Start of EXTRACTED DATA

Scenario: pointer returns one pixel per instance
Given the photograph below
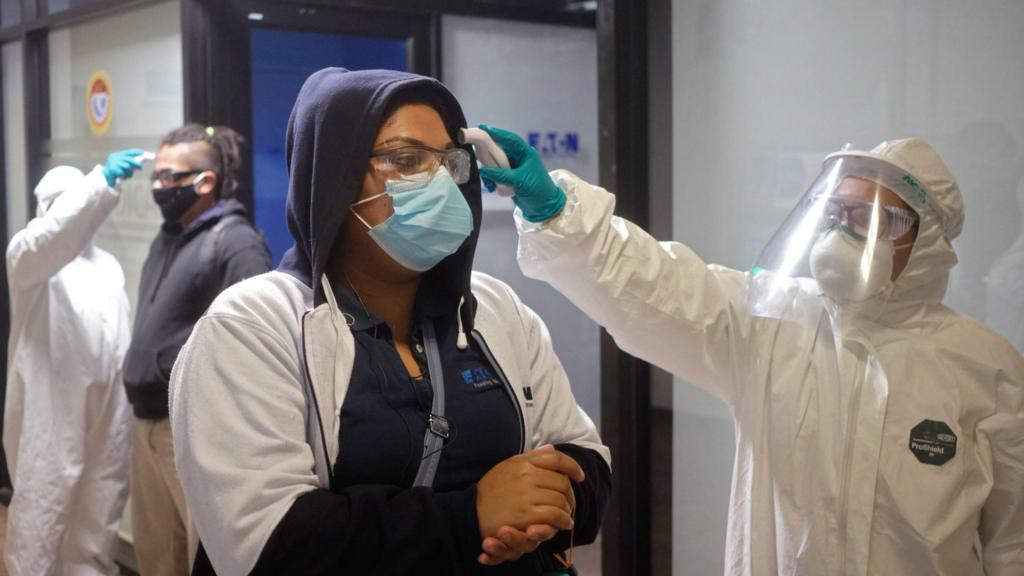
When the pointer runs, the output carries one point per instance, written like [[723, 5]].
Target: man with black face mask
[[205, 245]]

End of EXTRACTED DATA

Which lines above include the string "instance"? Show them.

ANSWER AREA
Scenario: pointer returns one pixel per instance
When the pointer runs, the output carries one point per instance, written like [[723, 5]].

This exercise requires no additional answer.